**Extracto de página:**
Se llaman Café Tacvba y absolutamente todo lo que han hecho desde el primer jam que se aventaron —entre almohadas y silencio que sus hermanas oían como ruido— ha sido catalizador de épocas, contestación de incomodidad e injusticias y pura —purísima— celebración de vida. ¿Será cursi decir que es Amor? Treinta años después, ante sesenta y dos mil personas en sintonía, Café Tacvba vuelve a comenzar con una rola que lleva en medio un suspiro existencial o bien, renace con la reescritura de otra rola otrora sexista que ahora se canta más en plural. Tres décadas, dos pares de hermanos de sangre y seis músicos hermanados en armonía vocal y una música tan suya que no solo son sesenta y dos mil almas las que hacen temblar al foro del mismísimo Sol, sino sesenta y dos millones o más de oyentes que han caminado de la mano de una María sin tiempo o que hemos sincronizado la lectura de una obra de José Emilio Pacheco con la partitura narrativa de estos cosmonautas de un satélite que se volvió epicentro del corazón.

**Datos recopilados:**
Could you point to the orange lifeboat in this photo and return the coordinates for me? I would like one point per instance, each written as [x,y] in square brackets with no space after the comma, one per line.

**Instrucción escrita:** Según el extracto sobre Café Tacvba, ¿ante cuántas personas toca la banda treinta años después? Usa únicamente el extracto para responder.

**La solución:** Ante sesenta y dos mil personas.